Document
# # # # #
Mr. Tollett, who retired in 2000, was a lawyer who taught courses in public school law at Howard. Early in his career, he was founding dean of Texas Southern University's law school. As a teacher and researcher in higher education, he was affiliated with Howard's graduate school for nearly 30 years.
Not long after settling in Washington in 1969, Mr. Tollett played a key role in helping fend off threats to abolish federal funding to predominantly black colleges. That effort led to higher education legislation establishing set-asides for those institutions.
He was an author during that period of a landmark report of the Carnegie Commission on the future of higher education, "From Isolation to Mainstream: Problems of the Colleges Founded for Negroes," which made a case for preservation of black institutions.
Mr. Tollett told the U.S. Commission on Civil Rights in 1988 that predominantly black colleges played an important role in education by offering their students role models. He said some blacks were so educationally disadvantaged that they benefited from the nurturing of the institutions and would be harmed by competition with white students.
"You want to keep in the front of America's consciousness how much blacks need to achieve education-wise," he said in a 1996 interview.
# # # # #
(Position identification entries)
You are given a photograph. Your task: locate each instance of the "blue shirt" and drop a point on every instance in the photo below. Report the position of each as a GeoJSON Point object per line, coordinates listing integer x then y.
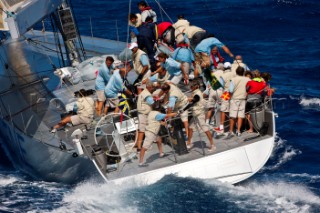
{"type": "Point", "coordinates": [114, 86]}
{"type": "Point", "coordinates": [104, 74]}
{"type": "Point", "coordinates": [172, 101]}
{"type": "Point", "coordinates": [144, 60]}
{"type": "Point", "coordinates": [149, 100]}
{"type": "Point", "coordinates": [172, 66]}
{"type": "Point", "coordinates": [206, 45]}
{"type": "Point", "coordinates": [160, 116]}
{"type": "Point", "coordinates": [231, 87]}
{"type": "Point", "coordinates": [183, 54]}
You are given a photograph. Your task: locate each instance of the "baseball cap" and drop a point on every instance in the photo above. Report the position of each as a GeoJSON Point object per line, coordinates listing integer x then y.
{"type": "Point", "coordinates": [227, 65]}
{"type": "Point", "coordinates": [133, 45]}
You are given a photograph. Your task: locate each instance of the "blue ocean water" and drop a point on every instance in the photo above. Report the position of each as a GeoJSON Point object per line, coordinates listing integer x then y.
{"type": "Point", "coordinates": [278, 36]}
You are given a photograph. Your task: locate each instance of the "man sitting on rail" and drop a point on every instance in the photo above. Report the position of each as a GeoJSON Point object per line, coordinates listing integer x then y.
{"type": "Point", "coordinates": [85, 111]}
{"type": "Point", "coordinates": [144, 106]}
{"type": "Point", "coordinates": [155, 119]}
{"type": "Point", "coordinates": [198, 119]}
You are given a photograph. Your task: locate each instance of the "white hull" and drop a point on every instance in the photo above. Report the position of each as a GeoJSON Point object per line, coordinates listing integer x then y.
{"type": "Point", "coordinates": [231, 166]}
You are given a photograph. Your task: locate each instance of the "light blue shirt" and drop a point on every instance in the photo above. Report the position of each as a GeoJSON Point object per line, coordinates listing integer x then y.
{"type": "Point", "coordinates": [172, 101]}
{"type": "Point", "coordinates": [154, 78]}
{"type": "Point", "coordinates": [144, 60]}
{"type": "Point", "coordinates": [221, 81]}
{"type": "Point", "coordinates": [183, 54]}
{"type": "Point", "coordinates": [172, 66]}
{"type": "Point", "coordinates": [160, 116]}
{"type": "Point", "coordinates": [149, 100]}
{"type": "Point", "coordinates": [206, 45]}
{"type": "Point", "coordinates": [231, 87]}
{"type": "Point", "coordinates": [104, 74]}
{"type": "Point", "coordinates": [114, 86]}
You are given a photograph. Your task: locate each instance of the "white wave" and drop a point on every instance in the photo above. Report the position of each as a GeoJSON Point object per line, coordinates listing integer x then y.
# # # # #
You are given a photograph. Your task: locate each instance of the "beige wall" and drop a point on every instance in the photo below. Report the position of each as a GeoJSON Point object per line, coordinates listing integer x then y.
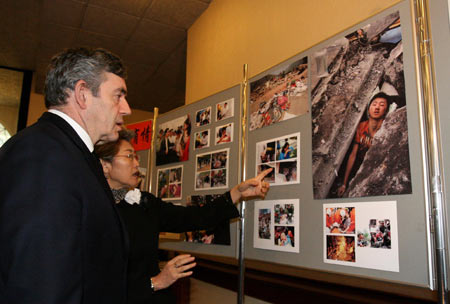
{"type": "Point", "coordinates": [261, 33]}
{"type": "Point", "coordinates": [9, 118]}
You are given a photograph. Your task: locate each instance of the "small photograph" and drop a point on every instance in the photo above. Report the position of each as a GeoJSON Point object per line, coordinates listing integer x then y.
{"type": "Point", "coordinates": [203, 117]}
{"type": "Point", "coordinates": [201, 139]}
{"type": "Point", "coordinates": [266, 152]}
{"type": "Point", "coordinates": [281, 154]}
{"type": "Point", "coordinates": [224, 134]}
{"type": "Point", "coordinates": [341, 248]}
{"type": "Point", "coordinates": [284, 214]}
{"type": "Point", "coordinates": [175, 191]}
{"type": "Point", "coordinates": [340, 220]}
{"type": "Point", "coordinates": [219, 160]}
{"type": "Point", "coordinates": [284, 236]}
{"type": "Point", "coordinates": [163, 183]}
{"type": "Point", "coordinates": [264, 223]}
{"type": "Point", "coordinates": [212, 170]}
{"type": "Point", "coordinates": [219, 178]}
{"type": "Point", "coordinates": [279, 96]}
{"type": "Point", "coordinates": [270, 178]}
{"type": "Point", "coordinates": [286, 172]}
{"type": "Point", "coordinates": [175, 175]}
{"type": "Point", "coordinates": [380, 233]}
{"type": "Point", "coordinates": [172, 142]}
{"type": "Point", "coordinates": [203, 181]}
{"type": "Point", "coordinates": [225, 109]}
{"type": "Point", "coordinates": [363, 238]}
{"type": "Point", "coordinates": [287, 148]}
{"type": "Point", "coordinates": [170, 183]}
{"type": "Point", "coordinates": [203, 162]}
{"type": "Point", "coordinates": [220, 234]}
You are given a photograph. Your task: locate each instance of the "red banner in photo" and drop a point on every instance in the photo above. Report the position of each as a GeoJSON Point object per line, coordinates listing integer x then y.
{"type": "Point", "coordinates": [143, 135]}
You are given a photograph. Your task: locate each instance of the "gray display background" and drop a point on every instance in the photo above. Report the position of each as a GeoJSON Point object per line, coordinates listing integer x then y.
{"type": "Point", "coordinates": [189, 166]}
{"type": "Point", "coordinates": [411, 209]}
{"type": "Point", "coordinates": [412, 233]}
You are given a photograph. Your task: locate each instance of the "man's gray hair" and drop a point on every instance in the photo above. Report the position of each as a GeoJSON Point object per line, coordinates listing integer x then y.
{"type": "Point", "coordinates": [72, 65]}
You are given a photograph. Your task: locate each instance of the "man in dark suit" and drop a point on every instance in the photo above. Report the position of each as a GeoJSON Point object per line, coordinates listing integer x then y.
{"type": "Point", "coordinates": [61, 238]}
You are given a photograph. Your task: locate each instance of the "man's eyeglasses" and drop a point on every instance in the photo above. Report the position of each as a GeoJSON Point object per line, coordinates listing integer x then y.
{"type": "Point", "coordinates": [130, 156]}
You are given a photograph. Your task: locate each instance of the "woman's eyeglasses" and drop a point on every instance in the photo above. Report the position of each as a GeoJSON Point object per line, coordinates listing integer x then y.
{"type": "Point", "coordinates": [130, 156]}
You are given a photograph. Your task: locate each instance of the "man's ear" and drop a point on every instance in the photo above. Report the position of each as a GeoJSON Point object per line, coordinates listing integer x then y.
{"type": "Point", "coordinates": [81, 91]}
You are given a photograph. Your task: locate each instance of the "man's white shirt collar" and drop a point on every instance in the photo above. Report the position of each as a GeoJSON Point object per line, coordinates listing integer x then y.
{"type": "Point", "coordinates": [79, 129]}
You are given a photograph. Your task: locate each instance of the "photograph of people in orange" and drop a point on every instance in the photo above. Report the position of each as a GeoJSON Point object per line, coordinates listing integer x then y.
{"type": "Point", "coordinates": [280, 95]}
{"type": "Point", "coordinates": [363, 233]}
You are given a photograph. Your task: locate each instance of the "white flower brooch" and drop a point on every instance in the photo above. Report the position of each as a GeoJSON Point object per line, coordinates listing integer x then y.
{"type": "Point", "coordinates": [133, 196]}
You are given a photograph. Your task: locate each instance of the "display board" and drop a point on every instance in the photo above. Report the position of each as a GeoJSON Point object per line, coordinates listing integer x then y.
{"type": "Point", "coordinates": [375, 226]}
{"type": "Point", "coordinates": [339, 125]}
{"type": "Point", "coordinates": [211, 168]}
# # # # #
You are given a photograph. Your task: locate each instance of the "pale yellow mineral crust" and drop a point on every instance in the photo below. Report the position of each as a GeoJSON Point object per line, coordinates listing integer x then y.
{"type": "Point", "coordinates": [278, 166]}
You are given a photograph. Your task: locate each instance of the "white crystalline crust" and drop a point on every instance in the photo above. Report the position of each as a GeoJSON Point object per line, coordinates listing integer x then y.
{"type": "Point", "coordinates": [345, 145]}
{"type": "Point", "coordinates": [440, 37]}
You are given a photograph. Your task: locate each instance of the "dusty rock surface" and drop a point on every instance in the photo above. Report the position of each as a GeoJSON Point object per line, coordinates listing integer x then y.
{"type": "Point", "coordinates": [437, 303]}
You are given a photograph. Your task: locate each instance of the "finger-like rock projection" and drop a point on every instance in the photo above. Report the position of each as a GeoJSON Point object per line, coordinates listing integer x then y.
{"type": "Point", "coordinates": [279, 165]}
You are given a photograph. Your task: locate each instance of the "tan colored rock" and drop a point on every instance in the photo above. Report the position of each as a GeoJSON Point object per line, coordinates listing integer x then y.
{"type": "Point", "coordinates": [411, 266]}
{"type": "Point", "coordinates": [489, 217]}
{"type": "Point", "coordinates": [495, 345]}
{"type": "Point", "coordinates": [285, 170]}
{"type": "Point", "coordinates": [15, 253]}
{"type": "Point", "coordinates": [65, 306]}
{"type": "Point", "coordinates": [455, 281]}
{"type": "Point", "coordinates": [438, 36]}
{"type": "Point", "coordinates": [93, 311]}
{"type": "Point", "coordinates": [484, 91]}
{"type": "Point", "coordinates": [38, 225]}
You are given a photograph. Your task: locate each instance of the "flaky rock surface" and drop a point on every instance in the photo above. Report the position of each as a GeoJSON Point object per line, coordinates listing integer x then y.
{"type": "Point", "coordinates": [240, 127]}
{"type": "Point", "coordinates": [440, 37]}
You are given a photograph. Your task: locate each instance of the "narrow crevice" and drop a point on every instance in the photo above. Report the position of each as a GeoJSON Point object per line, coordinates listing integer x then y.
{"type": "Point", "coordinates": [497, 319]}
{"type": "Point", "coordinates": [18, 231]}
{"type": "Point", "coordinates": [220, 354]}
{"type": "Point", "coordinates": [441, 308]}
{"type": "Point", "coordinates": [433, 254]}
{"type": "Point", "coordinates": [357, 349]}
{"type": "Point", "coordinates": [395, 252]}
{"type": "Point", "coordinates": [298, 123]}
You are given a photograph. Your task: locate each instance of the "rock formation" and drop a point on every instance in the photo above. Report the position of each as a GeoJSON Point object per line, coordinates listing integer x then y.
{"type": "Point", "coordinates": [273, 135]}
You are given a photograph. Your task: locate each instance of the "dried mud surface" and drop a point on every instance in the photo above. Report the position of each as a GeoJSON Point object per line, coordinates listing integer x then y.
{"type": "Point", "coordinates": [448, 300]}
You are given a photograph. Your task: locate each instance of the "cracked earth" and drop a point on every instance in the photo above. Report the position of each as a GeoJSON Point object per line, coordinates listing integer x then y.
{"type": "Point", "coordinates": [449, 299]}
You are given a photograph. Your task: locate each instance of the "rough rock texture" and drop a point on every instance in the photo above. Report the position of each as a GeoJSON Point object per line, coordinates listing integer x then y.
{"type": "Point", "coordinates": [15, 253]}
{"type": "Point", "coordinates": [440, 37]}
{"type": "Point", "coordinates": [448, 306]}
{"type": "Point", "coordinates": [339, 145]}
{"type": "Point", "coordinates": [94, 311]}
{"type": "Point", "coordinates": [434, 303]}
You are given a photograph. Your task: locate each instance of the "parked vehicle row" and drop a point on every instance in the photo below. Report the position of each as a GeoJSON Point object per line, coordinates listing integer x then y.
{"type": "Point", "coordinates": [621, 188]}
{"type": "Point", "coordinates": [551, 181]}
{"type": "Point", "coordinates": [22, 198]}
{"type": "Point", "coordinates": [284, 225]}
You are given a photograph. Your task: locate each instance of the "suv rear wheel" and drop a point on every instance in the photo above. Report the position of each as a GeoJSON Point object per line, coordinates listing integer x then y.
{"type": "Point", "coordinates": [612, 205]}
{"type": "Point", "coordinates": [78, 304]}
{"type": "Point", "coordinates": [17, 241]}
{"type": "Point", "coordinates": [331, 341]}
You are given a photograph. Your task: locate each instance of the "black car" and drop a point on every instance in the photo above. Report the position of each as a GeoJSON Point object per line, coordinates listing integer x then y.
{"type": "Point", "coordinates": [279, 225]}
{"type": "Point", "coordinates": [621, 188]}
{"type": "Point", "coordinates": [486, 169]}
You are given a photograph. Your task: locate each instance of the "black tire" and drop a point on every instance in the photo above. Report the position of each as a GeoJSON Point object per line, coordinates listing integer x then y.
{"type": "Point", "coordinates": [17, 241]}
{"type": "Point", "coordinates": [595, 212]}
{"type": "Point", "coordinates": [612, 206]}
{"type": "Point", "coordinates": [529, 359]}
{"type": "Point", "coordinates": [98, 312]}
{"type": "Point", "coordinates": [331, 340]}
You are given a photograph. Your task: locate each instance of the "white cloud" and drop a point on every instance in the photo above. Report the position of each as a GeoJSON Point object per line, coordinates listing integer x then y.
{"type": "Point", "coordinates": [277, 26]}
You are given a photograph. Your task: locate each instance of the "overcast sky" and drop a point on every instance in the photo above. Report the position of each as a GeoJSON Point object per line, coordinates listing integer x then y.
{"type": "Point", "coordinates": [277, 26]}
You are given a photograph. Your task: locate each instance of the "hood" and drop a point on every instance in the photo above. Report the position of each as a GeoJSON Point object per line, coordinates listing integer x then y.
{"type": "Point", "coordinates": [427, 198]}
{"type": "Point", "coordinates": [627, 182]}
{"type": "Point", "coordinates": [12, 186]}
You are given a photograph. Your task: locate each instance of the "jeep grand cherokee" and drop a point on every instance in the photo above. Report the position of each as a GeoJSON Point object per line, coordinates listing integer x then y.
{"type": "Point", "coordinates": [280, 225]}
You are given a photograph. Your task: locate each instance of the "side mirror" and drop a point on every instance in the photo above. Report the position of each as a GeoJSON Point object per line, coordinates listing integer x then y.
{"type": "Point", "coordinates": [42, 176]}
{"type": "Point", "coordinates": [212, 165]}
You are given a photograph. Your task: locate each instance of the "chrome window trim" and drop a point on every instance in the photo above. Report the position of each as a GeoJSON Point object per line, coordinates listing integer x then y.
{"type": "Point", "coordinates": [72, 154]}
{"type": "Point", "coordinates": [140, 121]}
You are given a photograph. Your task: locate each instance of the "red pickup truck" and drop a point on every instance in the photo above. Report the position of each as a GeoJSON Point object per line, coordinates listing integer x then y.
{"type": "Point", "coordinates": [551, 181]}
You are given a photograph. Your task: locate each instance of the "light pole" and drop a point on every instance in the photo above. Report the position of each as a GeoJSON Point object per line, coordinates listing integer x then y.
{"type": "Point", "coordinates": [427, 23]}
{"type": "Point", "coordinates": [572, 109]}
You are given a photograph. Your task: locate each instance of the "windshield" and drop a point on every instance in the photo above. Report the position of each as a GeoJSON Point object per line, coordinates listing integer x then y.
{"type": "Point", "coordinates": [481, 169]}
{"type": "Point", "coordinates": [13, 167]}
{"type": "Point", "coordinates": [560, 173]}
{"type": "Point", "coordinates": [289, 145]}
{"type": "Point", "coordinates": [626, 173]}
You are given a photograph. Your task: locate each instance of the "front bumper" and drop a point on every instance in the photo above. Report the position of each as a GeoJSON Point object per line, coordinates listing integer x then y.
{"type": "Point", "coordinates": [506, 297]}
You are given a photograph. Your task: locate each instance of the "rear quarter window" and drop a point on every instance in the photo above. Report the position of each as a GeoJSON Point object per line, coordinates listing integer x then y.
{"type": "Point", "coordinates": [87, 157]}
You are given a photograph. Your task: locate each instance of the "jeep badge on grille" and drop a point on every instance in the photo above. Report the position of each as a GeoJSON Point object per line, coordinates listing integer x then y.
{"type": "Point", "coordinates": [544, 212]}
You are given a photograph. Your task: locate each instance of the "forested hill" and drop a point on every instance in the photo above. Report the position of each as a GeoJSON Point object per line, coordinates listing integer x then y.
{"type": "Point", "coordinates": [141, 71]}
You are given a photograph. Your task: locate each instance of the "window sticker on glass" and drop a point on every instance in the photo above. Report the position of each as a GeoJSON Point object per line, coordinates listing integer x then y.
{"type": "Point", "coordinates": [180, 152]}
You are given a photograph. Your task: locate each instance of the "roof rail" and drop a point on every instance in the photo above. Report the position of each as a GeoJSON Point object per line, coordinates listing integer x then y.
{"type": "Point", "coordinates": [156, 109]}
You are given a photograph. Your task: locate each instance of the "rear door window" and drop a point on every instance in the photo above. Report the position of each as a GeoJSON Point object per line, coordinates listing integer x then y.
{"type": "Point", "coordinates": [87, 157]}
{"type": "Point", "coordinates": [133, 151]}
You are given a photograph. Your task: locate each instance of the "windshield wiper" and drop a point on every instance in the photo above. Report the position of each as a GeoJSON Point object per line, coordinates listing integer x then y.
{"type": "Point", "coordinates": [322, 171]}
# # # # #
Required work
(a) Find each line in the entries that contains the word "black", and copy all of them.
(b) Carry on the passage about Mr. Tollett from its final sentence.

Expected answers
(a)
You are given a photograph. Your task: locate each instance of the "black car" and drop a point on every instance in the photo above. Report the position of each as a GeoJSON Point object per line, coordinates listing integer x then y.
You are given a photograph. Your task: locate each instance of the "black tire" and drop a point on every instance in the photo above. Report the position of each as a GeoJSON Point object per line, coordinates listing integer x then y.

(b)
He said research indicated that there remained a need for Head Start preschool programs, affirmative action and "special consideration" for black students. He also theorized that inadequate self-esteem played a significant role in suppressing educational success for some students.
Mr. Tollett, whose books included "The Crisis of Black Masculinity" and "The Case for Black Higher Education and Affirmative Action," also wrote for such publications as the American Prospect and the magazine of the National Bar Association, an organization of predominately black lawyers. He also lectured extensively, appeared on television and radio programs and wrote position papers for the Congressional Black Caucus.
Kenneth Scruggs Tollett Sr. was born in Muskogee, Okla. He was a graduate of the University of Chicago, where he also received a law degree and a master's degree in political science. He practiced law in Chicago in the 1950s and was a troubleshooter for Cook County Sheriff Joseph D. Lohman.
At 28, Mr. Tollett was named acting dean of Texas Southern's law school, now the Thurgood Marshall School of Law. He taught law at the University of Colorado before moving to Washington.
He was twice a visiting fellow at the Center for the Study of Democratic Institutions in Santa Barbara, Calif. He was a member of the National Bar Association, which awarded him its highest prize, the C. Francis Stradford Award, for his writings on affirmative action. He also received the Black College Act Award of the National Association for Equal Opportunity in Higher Education.
He was a consultant to committees of the American Association of University Professors and a member of the program committee of the Supreme Court Historical Society. He was an adviser to political campaigns, including the successful D.C. school board bids of his late cousin, the Rev. David H. Eaton.
Mr. Tollett was a member of the faculty senate at Howard.
His marriages to Jacqueline S. Tollett and Queen Tollett ended in divorce.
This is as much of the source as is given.